━━━━━ Selected excerpt

Envelope flag rule. A fix is flagged when ANY of the three Z channels exceeds its own threshold. This catches three distinct outlier signatures:
\(Z_{\parallel}\)-only: a step-acceleration anomaly along the local travel direction (overshoot / undershoot in the direction of motion).
\(Z_{\perp}\)-only: a sideways anomaly perpendicular to travel (typical of colony-return spikes in migrating animals or azimuthal GPS jitter).
\(Z_{\chi^2_2}\)-only: a combined-axis anomaly where neither component exceeds its per-axis threshold but their quadrature sum does (an isotropic spike with no axis preference).
Threshold methods. Three calibrations are available via
z_threshold_method:
"bonferroni"(default). Per-channel Bonferroni-Z thresholds with joint FWER \(\le 0.05\): \(\alpha/2\) to the chisq channel (Rayleigh-tail), \(\alpha/4\) to each per- axis channel (\(|N(0,1)|\)-tail). Conservative and FWER- correct."bh_fdr". Same alpha allocation but using Benjamini-Hochberg FDR per channel. More sensitive at the same nominal alpha; appropriate when missing a real outlier costs more than flagging a marginal one."gap". Per-channel data-driven break via the package's broken-stick + tail-decay inflection helper. The same self-thresholding family used elsewhere in the package (e.g.mt_flag_outliers_bridge, theresidual_maxgate below). Note: the gap detector was calibrated for log-probability scores – on raw Z (whose null is half-normal / Rayleigh with thin natural tails) it tends to find a "break" at the natural decay edge of the bulk and over-flags clean tracks. Use only when the parametric calibration is too conservative for your application.

━━━━━━━━━━
━━━━━ Dataset content

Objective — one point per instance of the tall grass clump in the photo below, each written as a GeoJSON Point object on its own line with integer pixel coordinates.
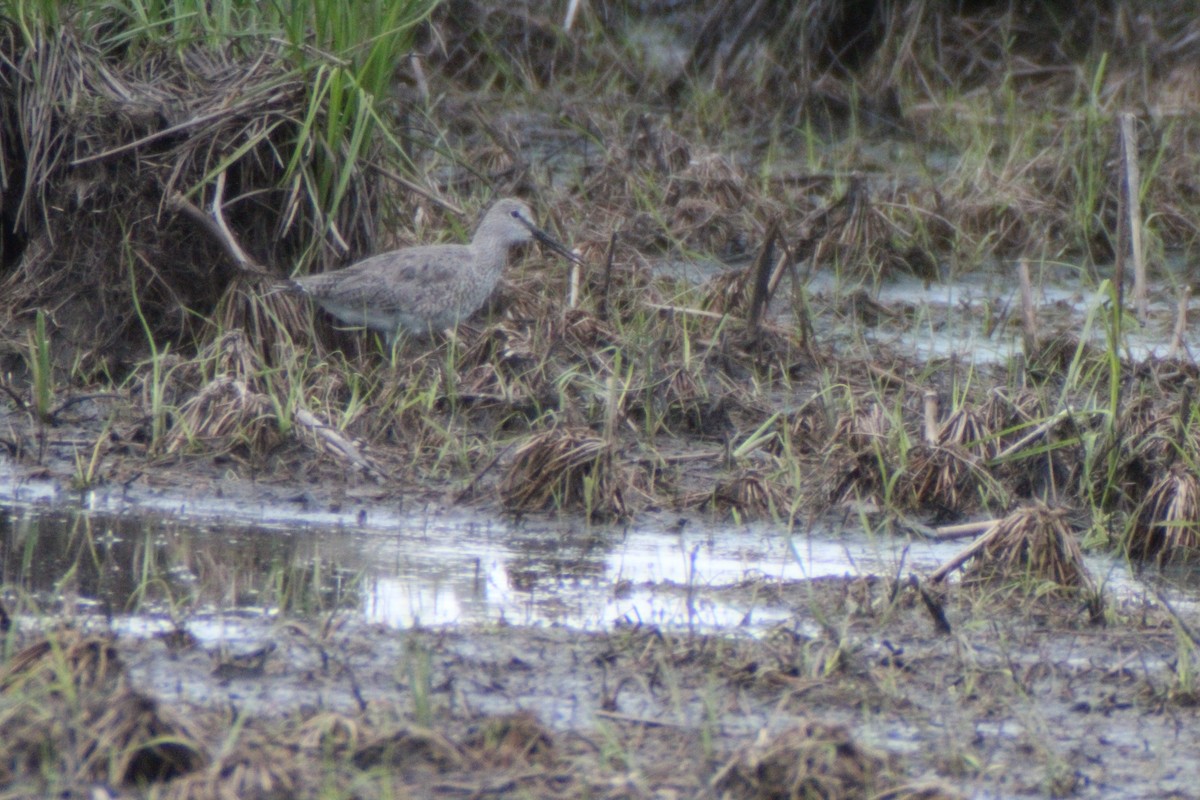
{"type": "Point", "coordinates": [203, 137]}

━━━━━━━━━━

## Things to do
[1] Summarize the excerpt on outlier flagging thresholds in two sentences.
[2] Carry on the excerpt on outlier flagging thresholds from its last sentence.

## Answers for the exercise
[1] A fix is flagged when any of three Z channels exceeds its own threshold, which catches anomalies along the travel direction, anomalies perpendicular to it, and combined-axis spikes that exceed the threshold only as a quadrature sum. The thresholds can be calibrated by the default Bonferroni method, which is conservative and FWER-correct, by a more sensitive Benjamini-Hochberg FDR method, or by a data-driven gap method that tends to over-flag clean tracks on raw Z and should be used only when the parametric calibration is too conservative.

[2]
Diagnostic labelling. Every flagged fix carries a
bridge_z_class label identifying which channel(s) fired
and (for chisq-only flags) which axis dominated. This is the
principal value-add over the dBBMM-only primitive: the flag set
is typically the same on real tracks (the per-axis envelope
tests rarely fire under proper FWER control), but the directional
attribution lets users explain why each fix was caught.
The leverage caveat
The dBBMM variance estimator is sensitive to outliers (large
residuals inflate the windowed sigma^2 estimate, after which the
offending fix's Z score is bounded – the leverage problem). The
legacy bridge avoids this by not estimating variance. If your
track contains physiologically-impossible-speed events, run
mt_peel_speed first OR pass pre_peel_v_max
(which runs the peel internally before sigma^2 estimation).
mt_clean_track composes the two stages by default.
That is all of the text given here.